## Document:
▬▬▬▬▬▬▬▬▬▬

Pre-computed adversarial suffixes and SAE features will be released on HuggingFace.

Repository Structure

sparse-jailbreak/
├── configs/
│   ├── models.yaml                          # 41 model+SAE configurations
│   ├── attack.yaml                          # GCG + spectral monitoring configs
│   └── feature_extraction/                  # Per-model SAE feature extraction configs
│       ├── gemma_9b.yml
│       ├── llama_8b.yml
│       └── mistral_7b.yml
├── scripts/
│   ├── run_gcg.py                           # GCG suffix generation (RQ1, RQ2, RQ3)
│   ├── run_beast.py                         # BEAST suffix generation (RQ1)
│   ├── run_eval.py                          # Suffix evaluation / generation
│   ├── run_feature_extraction.py            # SAE feature extraction (RQ4)
│   ├── run_jaccard_analysis.py              # Jaccard similarity analysis (RQ4)
│   └── run_all_feature_extraction.sh        # Batch runner for all extraction jobs
├── src/
│   ├── __init__.py
│   ├── models.py                            # All SAE intervention model wrappers
│   ├── utils.py                             # Shared utilities
│   └── gcg_spectral.py                      # Spectral gradient monitoring (RQ4)
├── suffixes/                                # Pre-computed adversarial suffixes
├── random_suffixes/                         # Random baseline suffixes
├── envs/                                    # Conda environment files
├── requirements.txt
└── README.md

SAE Model Wrappers

All SAE wrappers inherit from torch.nn.Module and hook the SAE into forward(), ensuring gradients flow through the SAE encode–decode during GCG optimization. Six SAE types are supported:

`sae_type`	Source	Models	Notes
`none`	—	All	Bare HF model (baseline)
`goodfire`	Goodfire SAEs	LLaMA-3.1-8B, LLaMA-3.3-70B	Linear enc + ReLU + linear dec
`mistral_res`	JoshEngels	Mistral-7B	Norm-scaling (constant=64)
`gemma_scope`	Gemma Scope via sae_lens	Gemma-2-2B/9B/27B, Qwen2.5-7B	`SAE.from_pretrained()`
`andyrdt_layer`	andyrdt via sae_lens	LLaMA-3.1-8B (layer ablation)	trainer_1 at each layer
`andyrdt_sparsity`	andyrdt via sae_lens + hot-swap	LLaMA-3.1-8B (sparsity ablation)	Hot-swaps `ae.pt` for k=32/128/256

Model Configurations

Primary Models (Table 7)

▬▬▬▬▬▬▬▬▬▬

## Stored rows:
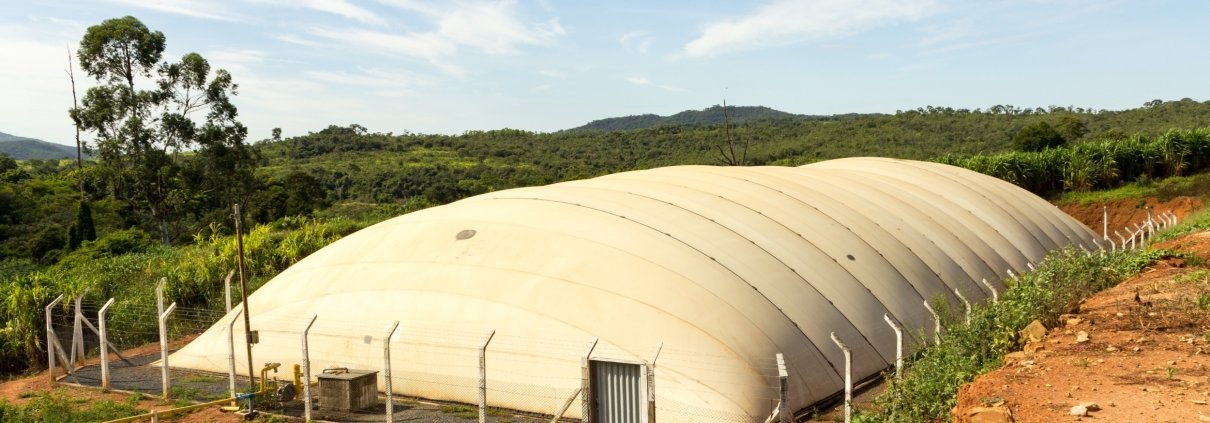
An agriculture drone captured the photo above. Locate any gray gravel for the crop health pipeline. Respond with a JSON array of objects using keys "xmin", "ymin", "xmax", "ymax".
[{"xmin": 59, "ymin": 354, "xmax": 549, "ymax": 423}]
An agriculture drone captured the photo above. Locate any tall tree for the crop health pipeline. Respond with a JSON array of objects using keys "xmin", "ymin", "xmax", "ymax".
[{"xmin": 71, "ymin": 16, "xmax": 252, "ymax": 244}]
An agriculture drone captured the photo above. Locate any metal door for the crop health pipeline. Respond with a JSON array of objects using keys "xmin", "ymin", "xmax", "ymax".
[{"xmin": 590, "ymin": 360, "xmax": 647, "ymax": 423}]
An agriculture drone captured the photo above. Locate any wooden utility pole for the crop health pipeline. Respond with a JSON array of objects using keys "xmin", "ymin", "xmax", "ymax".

▬▬▬▬▬▬▬▬▬▬

## Your tasks:
- 1) Lay out the records as a Markdown table with the columns Row and Line, starting at the line that contains "An agriculture drone captured the photo above. Locate any tall" and ending at the last line of the records. Number each line and leave out blank lines.
- 2) Pick up the sparse-jailbreak repository README after its last line and continue writing it.

## Answers given:
- 1)
| Row | Line |
|---|---|
| 1 | An agriculture drone captured the photo above. Locate any tall tree for the crop health pipeline. Respond with a JSON array of objects using keys "xmin", "ymin", "xmax", "ymax". |
| 2 | [{"xmin": 71, "ymin": 16, "xmax": 252, "ymax": 244}] |
| 3 | An agriculture drone captured the photo above. Locate any metal door for the crop health pipeline. Respond with a JSON array of objects using keys "xmin", "ymin", "xmax", "ymax". |
| 4 | [{"xmin": 590, "ymin": 360, "xmax": 647, "ymax": 423}] |
| 5 | An agriculture drone captured the photo above. Locate any wooden utility pole for the crop health pipeline. Respond with a JSON array of objects using keys "xmin", "ymin", "xmax", "ymax". |

- 2)
Config	Model	SAE	Layer	Width
`gemma_2b_sae`	Gemma-2-2B	Gemma Scope	12	16K
`gemma_9b_sae`	Gemma-2-9B	Gemma Scope	19	16K
`gemma_27b_sae`	Gemma-2-27B	Gemma Scope	34	131K
`llama_8b_sae`	LLaMA-3.1-8B-Instruct	Goodfire	19	65K
`llama_70b_sae`	LLaMA-3.3-70B-Instruct	Goodfire	50	65K
`mistral_7b_sae`	Mistral-7B	JoshEngels	16	65K
`qwen_7b_sae`	Qwen2.5-7B-Instruct	andyrdt	19	131K

Ablation Configs

Layer placement (Tables 5–6, 13):

gemma_9b_sae_layer{5,10,20,30,35}
llama_8b_sae_layer{3,7,11,15,19,23,27}
qwen_7b_sae_layer{3,7,11,15,19,23,27}

Sparsity (Tables 3–4):

gemma_9b_sae_l20_w{16k,65k,131k}          # Gemma width sweep
llama_8b_sae_l19_k{32,64,128,256}          # LLaMA top-k sweep

Usage

1. GCG Suffix Generation (RQ1, RQ2)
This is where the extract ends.